◆ Consignes ◆
#1 Répondez brièvement à ces questions d'après l'extrait fourni :
(a) Quelles fonctions Cheikh Abdoul Khadre a-t-il exercées toute sa vie ?
(b) Qui a fait de lui l'Imam de la grande Mosquée ?
(c) Quel sens l'extrait donne-t-il à « al istikhama » ?
#2 Les affirmations suivantes concordent-elles avec l'extrait fourni ? Répondez par oui ou non et citez les mots de l'extrait qui tranchent.
(a) Cheikh Mouhammadou Fallilou MBACKE a disparu en 1968.
(b) C'est Cheikh Mouhammadou Fallilou MBACKE qui a nommé Cheikh Abdoul Khadre Imam de la grande Mosquée.
(c) La droiture est décrite comme sous-tendue par la mesure et l'équilibre.

◆ Extrait fourni ◆
^^^^^^^^
Source intarissable de la Charia et de la Sunna, Cheikh Abdoul Khadre avait séduit par son charisme fait de piété et d’humilité. Il a été d’une piété si profonde que, tout naturellement, il a exercé, toute sa vie durant les fonctions d’Imam. D’ailleurs, Cheikh Abdoul Ahad MBACKE avait fait de lui, dès son accession au khalifat, après la disparition de Cheikh Mouhammadou Fallilou MBACKE en 1968, l’Imam de la grande Mosquée. A l’instar de son Père et Maître, il avait inscrit sa démarche, sa vie durant, sous ce qu’on peut appeler le label « al istikhama », c’est-à-dire la droiture. Cette droiture sous-tendue par la mesure, l’équilibre et qui est la marque distinctive des élus de Dieu. Autant, le Cheikh est un modèle achevé de soufi, autant Serigne Abdou Khadre mettait un point d’honneur à être ce pôle vers lequel convergent tous les cœurs qui cherchent un modèle de droiture susceptible de les conduire sur la voie dénommée « Siraatal mustaxiima. »
^^^^^^^^
◆ Lignes de données ◆
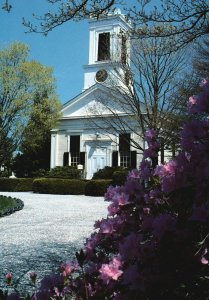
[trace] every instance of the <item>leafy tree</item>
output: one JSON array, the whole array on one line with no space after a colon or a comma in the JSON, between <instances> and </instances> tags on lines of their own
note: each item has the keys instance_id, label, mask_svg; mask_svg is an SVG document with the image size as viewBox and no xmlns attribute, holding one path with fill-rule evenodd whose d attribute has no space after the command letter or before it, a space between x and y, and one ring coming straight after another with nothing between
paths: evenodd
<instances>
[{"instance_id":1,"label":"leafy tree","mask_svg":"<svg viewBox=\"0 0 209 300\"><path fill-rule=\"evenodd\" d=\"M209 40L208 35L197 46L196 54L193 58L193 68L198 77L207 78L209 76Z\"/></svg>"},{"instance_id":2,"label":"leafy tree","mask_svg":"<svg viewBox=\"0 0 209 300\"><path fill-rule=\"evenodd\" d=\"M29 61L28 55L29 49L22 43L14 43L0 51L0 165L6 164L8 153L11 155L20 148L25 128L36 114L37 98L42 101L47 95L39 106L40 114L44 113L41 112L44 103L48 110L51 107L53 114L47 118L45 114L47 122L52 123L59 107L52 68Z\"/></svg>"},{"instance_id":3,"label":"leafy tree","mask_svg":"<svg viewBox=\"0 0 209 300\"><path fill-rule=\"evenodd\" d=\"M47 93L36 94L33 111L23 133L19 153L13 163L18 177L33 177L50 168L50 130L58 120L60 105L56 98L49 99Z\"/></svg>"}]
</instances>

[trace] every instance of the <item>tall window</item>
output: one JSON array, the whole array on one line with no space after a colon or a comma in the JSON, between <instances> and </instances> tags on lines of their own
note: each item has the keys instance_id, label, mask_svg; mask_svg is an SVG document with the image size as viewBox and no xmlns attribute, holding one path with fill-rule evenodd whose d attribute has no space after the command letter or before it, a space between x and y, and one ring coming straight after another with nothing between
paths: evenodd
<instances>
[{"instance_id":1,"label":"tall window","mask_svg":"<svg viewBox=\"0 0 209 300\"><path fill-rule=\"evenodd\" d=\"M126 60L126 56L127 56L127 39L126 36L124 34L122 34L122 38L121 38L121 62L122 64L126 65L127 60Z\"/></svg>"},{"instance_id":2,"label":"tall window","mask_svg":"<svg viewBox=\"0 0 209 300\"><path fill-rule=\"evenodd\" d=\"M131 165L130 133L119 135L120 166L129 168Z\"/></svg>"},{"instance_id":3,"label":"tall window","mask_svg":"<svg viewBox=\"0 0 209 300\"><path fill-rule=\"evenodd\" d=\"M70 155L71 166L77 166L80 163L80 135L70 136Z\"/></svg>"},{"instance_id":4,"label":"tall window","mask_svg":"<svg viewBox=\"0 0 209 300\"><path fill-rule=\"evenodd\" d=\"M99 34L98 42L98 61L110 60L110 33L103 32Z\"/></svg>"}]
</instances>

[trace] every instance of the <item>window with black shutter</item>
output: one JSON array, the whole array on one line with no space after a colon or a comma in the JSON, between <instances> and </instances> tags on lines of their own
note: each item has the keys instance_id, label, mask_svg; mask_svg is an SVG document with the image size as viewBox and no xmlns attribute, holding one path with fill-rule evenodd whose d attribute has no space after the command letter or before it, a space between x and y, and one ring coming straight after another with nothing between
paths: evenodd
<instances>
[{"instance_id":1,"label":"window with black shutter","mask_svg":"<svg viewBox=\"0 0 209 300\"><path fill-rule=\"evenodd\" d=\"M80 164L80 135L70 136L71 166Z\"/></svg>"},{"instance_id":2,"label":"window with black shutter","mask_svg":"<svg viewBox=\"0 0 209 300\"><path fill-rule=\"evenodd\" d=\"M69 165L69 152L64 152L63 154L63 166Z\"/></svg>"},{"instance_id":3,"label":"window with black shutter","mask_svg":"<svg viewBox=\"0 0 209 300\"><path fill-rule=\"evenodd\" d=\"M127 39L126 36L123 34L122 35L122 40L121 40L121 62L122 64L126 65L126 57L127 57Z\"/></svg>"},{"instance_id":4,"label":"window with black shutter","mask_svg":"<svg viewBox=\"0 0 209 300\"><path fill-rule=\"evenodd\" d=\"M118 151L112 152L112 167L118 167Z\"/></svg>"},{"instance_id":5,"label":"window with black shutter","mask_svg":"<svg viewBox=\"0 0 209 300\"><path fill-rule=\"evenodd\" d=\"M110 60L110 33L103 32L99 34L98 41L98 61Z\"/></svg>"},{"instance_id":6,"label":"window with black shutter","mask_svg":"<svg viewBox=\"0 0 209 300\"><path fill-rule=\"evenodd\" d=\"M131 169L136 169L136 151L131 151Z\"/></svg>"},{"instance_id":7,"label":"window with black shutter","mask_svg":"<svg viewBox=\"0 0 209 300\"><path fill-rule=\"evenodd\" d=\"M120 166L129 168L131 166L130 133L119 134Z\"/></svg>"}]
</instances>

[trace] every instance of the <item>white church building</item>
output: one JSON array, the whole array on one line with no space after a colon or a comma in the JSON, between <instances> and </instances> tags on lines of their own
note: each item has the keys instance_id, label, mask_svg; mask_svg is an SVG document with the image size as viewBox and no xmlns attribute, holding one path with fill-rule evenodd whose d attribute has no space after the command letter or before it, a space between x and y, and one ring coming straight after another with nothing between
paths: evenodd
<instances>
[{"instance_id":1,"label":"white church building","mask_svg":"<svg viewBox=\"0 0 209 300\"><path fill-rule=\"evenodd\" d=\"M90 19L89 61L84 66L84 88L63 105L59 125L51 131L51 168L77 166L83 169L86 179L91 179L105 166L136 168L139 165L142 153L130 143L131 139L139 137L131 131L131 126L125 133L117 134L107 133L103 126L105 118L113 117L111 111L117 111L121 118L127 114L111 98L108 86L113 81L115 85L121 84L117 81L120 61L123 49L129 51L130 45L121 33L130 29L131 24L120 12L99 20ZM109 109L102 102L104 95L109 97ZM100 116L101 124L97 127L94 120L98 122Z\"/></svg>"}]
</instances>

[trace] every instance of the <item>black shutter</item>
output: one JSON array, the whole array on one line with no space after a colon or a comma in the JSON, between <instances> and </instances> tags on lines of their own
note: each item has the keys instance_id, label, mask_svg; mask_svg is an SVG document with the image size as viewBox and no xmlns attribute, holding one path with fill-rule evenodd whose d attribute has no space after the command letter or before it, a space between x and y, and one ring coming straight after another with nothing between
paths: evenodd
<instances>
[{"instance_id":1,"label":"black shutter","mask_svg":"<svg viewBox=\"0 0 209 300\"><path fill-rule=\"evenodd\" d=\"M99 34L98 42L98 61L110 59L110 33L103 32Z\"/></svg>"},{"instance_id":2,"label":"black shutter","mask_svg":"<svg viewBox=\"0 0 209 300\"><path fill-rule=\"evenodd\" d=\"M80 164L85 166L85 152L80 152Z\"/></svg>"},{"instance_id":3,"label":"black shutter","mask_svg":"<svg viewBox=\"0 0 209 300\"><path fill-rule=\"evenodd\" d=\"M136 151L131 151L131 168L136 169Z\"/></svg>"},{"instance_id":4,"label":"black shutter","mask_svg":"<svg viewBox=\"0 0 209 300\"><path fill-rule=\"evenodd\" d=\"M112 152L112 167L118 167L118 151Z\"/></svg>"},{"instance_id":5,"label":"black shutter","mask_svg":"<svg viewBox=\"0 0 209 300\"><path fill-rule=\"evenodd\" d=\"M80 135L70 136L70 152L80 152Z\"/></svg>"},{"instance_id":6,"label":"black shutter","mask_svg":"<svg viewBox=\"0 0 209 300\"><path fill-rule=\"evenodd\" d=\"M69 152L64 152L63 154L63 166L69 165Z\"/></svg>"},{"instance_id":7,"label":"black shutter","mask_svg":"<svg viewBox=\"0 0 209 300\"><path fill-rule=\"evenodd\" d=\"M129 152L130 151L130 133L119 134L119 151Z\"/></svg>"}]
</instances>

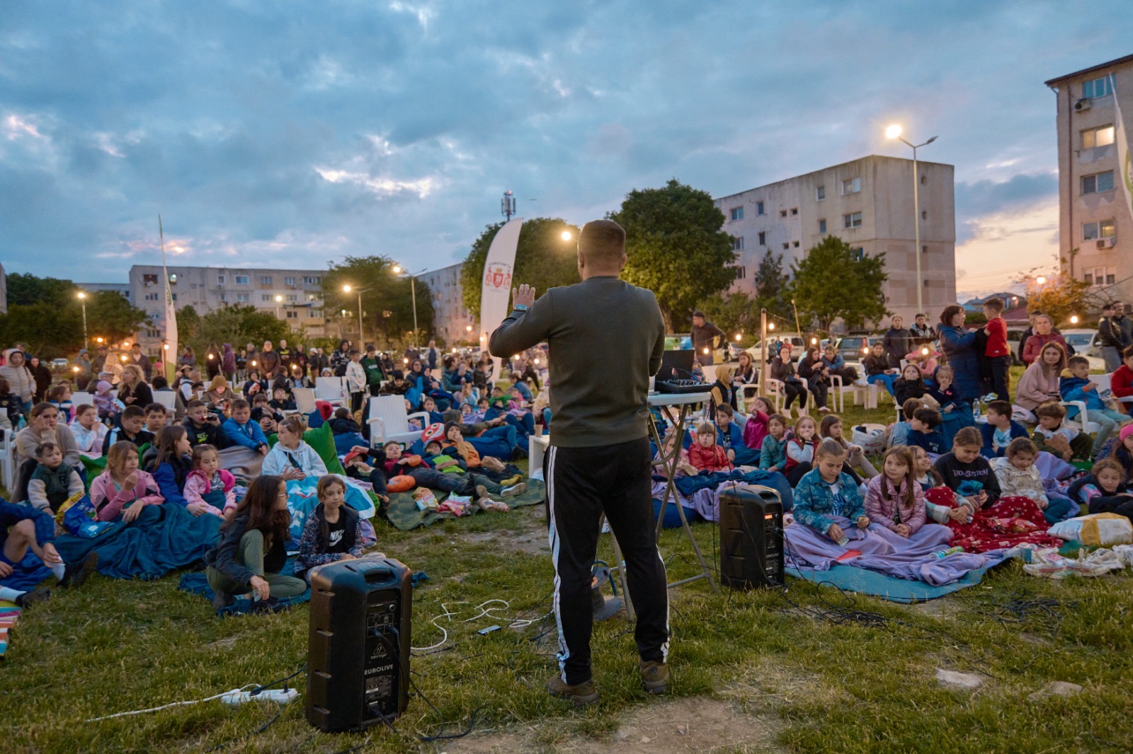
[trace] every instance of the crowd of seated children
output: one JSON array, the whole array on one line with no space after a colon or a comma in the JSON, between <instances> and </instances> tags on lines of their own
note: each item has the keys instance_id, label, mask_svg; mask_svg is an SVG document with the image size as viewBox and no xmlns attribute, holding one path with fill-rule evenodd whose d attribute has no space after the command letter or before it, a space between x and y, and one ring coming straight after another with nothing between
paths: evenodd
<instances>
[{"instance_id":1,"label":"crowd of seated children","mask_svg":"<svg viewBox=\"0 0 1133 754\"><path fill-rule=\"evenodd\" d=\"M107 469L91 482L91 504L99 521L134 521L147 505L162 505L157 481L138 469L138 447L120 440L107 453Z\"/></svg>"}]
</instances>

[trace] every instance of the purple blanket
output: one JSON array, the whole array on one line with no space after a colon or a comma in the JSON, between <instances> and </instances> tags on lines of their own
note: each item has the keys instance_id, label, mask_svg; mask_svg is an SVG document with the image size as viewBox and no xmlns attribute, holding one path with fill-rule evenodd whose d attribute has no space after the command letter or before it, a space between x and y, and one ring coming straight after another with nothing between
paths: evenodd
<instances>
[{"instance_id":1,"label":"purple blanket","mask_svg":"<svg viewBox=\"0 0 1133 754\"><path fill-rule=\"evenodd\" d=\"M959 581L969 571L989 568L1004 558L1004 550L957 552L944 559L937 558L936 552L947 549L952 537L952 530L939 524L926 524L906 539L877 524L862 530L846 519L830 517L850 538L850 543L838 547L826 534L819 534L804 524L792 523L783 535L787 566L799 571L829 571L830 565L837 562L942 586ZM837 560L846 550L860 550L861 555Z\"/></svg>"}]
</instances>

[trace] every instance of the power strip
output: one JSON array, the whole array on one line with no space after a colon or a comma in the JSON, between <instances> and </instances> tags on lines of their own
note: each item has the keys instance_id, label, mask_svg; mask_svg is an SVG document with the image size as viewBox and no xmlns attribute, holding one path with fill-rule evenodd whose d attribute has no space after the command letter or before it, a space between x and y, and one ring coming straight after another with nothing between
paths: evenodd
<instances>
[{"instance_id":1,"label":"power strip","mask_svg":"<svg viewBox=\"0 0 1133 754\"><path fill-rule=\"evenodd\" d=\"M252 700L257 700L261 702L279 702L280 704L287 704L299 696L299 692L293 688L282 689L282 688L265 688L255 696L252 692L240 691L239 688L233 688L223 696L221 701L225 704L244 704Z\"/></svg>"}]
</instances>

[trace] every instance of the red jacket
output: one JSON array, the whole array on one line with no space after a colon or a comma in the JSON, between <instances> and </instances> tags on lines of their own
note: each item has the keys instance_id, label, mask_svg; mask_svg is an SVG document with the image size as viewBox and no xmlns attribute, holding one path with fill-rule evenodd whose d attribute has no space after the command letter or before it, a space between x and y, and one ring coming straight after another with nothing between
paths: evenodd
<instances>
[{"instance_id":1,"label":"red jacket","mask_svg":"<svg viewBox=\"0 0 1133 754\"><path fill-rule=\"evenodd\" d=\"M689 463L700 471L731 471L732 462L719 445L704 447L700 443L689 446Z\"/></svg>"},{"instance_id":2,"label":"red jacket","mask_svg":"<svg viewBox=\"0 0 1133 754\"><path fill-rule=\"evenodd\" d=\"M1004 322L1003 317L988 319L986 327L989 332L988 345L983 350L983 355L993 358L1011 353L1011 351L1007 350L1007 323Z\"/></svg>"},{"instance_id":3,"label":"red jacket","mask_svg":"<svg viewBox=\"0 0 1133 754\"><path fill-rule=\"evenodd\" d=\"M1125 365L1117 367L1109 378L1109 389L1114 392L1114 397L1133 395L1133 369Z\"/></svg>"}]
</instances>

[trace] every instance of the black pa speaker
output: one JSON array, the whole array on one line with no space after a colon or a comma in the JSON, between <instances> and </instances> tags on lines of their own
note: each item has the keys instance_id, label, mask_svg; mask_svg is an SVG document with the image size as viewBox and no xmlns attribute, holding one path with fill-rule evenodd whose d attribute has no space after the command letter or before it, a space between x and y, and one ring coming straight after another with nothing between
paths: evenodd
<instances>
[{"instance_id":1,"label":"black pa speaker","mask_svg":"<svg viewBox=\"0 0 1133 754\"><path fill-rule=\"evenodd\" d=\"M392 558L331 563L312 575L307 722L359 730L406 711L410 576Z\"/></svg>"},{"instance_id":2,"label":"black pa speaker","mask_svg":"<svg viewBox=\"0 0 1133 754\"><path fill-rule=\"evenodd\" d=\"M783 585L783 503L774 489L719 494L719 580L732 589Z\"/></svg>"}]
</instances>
^^^^^^^^
◆ Réponses fournies ◆
#1
(a) Les fonctions d'Imam.
(b) Cheikh Abdoul Ahad MBACKE.
(c) La droiture.

#2
(a) Oui : « après la disparition de Cheikh Mouhammadou Fallilou MBACKE en 1968 ».
(b) Non : « Cheikh Abdoul Ahad MBACKE avait fait de lui, dès son accession au khalifat, après la disparition de Cheikh Mouhammadou Fallilou MBACKE en 1968, l’Imam de la grande Mosquée ».
(c) Oui : « Cette droiture sous-tendue par la mesure, l’équilibre ».